| Work to be completed |
In the listing below, find each line containing "tile" and report it.

| Data extract |
*** Begin section ***

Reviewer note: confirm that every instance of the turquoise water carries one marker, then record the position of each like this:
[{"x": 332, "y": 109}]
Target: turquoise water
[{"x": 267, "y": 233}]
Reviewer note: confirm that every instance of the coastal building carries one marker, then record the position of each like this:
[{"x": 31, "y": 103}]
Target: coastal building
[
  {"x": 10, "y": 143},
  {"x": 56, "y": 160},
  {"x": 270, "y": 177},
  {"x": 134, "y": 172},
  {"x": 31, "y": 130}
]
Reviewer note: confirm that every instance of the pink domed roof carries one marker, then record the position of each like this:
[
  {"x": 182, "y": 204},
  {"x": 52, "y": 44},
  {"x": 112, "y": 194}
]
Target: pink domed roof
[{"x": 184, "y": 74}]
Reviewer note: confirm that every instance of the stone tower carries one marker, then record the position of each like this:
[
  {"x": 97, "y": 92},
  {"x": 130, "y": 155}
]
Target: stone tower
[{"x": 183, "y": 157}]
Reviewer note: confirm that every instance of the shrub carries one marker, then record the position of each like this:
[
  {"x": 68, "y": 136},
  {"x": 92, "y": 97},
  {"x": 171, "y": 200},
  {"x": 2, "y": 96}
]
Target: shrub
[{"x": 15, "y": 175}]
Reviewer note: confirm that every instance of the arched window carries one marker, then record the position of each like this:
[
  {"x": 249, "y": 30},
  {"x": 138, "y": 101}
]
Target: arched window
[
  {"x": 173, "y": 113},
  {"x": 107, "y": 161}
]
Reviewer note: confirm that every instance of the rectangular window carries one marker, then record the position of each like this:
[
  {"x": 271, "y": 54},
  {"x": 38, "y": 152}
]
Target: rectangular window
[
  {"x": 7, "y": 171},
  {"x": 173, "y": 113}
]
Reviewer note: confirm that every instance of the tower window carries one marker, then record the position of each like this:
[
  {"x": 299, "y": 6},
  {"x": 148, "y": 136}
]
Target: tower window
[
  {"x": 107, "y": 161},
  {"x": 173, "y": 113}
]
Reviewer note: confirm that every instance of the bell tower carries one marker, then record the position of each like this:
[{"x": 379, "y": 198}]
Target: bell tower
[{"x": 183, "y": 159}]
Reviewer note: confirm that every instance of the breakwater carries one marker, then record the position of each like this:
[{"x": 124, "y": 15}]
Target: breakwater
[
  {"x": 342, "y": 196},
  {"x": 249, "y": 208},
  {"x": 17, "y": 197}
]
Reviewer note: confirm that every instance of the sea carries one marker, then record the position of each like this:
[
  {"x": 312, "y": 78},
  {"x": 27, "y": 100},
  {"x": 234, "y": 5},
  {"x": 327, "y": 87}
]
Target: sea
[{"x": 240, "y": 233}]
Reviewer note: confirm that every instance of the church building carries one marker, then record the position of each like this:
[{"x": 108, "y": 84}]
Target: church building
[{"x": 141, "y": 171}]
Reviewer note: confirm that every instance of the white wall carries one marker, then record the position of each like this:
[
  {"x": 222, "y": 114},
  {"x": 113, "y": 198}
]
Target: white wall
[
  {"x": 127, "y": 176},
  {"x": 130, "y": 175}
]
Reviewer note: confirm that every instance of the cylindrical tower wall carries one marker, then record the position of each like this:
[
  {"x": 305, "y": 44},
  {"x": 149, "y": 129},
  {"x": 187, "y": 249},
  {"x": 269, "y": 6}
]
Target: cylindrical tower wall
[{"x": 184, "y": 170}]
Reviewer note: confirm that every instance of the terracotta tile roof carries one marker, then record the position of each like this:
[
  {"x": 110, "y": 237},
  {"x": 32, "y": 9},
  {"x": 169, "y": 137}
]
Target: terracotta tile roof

*** End section ***

| Task output |
Reviewer note: confirm that every instance of the terracotta tile roof carries one marker, then record the position of each like this:
Target: terracotta tile roof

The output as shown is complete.